**Your tasks**:
(a) Transcribe the part of the passage on pumping oil from deep deposits that begins with the words containing "By way of example, water" and ends with "and maintenance costs.".
(b) From the passage on pumping oil from deep deposits, list every characteristic it gives for water pumping systems and their wells.
(c) Continue the passage on pumping oil from deep deposits, starting after its final sentence.

**Source passage**:
------------------------------

The present invention is preferably directed to the production of oil from subsurface deposits, primarily below 1,000 feet. Unlike systems used for the recovery of less viscous fluids, water by way of example, the recovery of oil is required to be accomplished from relatively deeper deposits, using significantly smaller diameter casing.
By way of example, water pumping systems, by virtue of the use of casing diameter of 12 inches and greater, are able to make practical use of higher RPM pumps, which are, by nature, larger in diameter. Moreover, because of the relatively shallow nature of such wells, such pumps are easily driven from a source of power located at the surface. This is because the drive shaft for transmitting motive power to a high revolution pump is coincidently shorter, and the amount of bearing support required is within practical limits. Clearly, the longer the drive shaft, the more bearing support required, with a commensurate increase in construction and maintenance costs.

------------------------------

**Dataset records**:
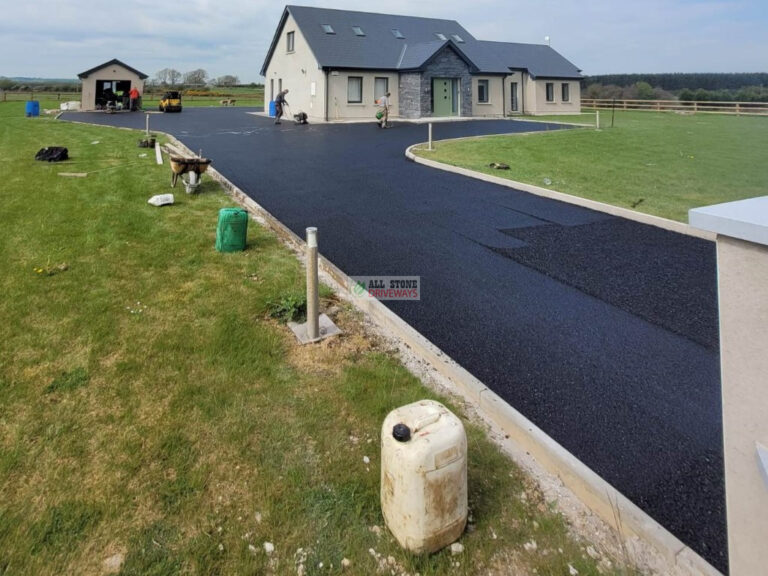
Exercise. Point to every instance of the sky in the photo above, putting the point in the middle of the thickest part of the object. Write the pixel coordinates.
(61, 38)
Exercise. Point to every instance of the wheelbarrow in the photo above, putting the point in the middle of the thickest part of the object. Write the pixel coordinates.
(181, 166)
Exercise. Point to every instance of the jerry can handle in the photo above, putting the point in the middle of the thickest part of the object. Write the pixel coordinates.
(426, 421)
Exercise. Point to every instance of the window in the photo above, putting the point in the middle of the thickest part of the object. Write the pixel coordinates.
(482, 91)
(380, 87)
(355, 89)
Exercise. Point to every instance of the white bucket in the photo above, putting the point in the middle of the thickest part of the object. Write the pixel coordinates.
(424, 476)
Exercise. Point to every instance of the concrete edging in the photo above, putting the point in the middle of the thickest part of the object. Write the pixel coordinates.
(597, 494)
(665, 223)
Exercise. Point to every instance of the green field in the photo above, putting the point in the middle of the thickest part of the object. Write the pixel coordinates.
(245, 96)
(659, 163)
(151, 409)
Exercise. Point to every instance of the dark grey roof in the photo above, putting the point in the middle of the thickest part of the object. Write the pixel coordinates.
(539, 59)
(110, 63)
(379, 49)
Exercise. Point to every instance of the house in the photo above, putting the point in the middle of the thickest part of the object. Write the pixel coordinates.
(337, 63)
(101, 82)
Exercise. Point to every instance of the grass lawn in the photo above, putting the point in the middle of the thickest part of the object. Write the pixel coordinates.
(659, 163)
(149, 408)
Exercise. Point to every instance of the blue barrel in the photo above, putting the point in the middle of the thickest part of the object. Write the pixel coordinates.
(33, 108)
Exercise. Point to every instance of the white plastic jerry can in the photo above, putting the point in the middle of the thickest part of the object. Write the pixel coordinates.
(424, 476)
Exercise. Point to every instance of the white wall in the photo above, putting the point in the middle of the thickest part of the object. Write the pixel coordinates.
(298, 71)
(340, 109)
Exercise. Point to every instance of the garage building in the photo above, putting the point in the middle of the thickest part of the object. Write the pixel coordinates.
(111, 80)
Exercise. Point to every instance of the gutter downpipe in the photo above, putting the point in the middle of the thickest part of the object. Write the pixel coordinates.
(504, 96)
(326, 94)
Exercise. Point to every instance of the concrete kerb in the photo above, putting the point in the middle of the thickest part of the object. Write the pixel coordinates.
(664, 223)
(598, 495)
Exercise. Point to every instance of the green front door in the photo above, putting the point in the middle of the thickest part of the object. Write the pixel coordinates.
(442, 92)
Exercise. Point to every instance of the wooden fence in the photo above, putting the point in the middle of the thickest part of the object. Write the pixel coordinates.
(680, 106)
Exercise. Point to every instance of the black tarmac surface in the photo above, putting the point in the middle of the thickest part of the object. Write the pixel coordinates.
(600, 330)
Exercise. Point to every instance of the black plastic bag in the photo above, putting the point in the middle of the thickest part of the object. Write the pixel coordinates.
(52, 154)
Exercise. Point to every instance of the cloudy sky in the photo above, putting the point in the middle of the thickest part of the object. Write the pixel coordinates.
(59, 39)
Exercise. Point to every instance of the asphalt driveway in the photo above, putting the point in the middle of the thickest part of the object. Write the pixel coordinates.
(600, 330)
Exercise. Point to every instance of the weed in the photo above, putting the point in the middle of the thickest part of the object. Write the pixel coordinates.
(68, 381)
(292, 307)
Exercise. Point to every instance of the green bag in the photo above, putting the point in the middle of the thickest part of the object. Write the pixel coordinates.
(232, 230)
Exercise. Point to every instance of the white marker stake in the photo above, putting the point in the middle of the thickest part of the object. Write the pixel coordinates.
(313, 302)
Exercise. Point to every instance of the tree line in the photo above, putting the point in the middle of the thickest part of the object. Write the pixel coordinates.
(746, 87)
(197, 78)
(682, 81)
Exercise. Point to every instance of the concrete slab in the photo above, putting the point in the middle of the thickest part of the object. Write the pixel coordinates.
(744, 219)
(327, 329)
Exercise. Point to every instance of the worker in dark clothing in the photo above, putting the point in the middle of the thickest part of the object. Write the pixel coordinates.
(134, 95)
(280, 103)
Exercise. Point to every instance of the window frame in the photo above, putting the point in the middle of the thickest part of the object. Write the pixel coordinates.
(386, 87)
(485, 84)
(360, 78)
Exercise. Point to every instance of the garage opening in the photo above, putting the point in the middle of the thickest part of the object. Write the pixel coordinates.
(113, 93)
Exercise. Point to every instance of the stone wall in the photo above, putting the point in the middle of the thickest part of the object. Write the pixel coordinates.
(410, 95)
(416, 87)
(447, 64)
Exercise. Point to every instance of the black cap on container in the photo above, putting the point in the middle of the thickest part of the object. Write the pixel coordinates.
(401, 432)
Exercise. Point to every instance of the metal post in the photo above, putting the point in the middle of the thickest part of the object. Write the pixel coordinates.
(313, 302)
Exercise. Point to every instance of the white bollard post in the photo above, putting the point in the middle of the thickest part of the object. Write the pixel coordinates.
(313, 301)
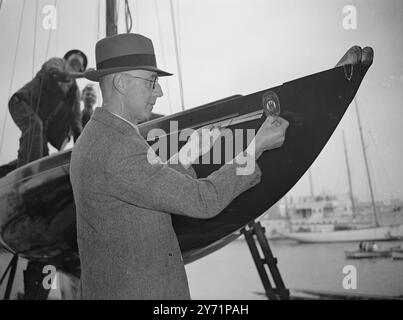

------------------------------

**Answers to each task**:
(a)
By way of example, water pumping systems, by virtue of the use of casing diameter of 12 inches and greater, are able to make practical use of higher RPM pumps, which are, by nature, larger in diameter. Moreover, because of the relatively shallow nature of such wells, such pumps are easily driven from a source of power located at the surface. This is because the drive shaft for transmitting motive power to a high revolution pump is coincidently shorter, and the amount of bearing support required is within practical limits. Clearly, the longer the drive shaft, the more bearing support required, with a commensurate increase in construction and maintenance costs.

(b)
- Casing diameter of 12 inches and greater
- Practical use of higher RPM pumps
- Pumps that are larger in diameter
- Relatively shallow wells
- Pumps easily driven from a source of power located at the surface
- A shorter drive shaft for transmitting motive power to the pump
- Bearing support within practical limits

(c)
Yet another distinguishable difference between oil and water wells is the inevitable presence of natural gas in an oil deposit, which is not found in water deposits. Oil wells accommodate gasses by using a conduit within the casing to relieve pressure and harvest the gasses. Remembering that oil well casings are typically less in diameter, the use of agricultural and other water recovery systems which are 12 inches and more, would be extremely difficult to adapt to oil production.
Mechanical lifting of oil from subsurface deposits is a common, indeed necessary, means of producing the world's hydrocarbon energy needs. The apparatus for accomplishing this needed task falls predominantly into five strategies or categories: rod pumping, gas lift, hydraulic pumping, electric submersible pumping,and progressive cavity pumping. Each type has its strong and weak points.
Rod pumping, the most common type of artificial lifting apparatus, consists of a piston type pump located downhole where it is submersed in the deposit in the well. The technique is to actuate the pump with a reciprocating rod string extending from the downhole pump to a pumping unit at the surface. This type of system is reliable, easily serviced, and satisfactory for most wells. However, rod pumping is not particularly well suited to deep, gassy, or abrasive fluid applications, i.e., where sand, salts and like particulate is found in the deposit, and has limited rate and depth capability due to the tensional strength limitations of the rod string.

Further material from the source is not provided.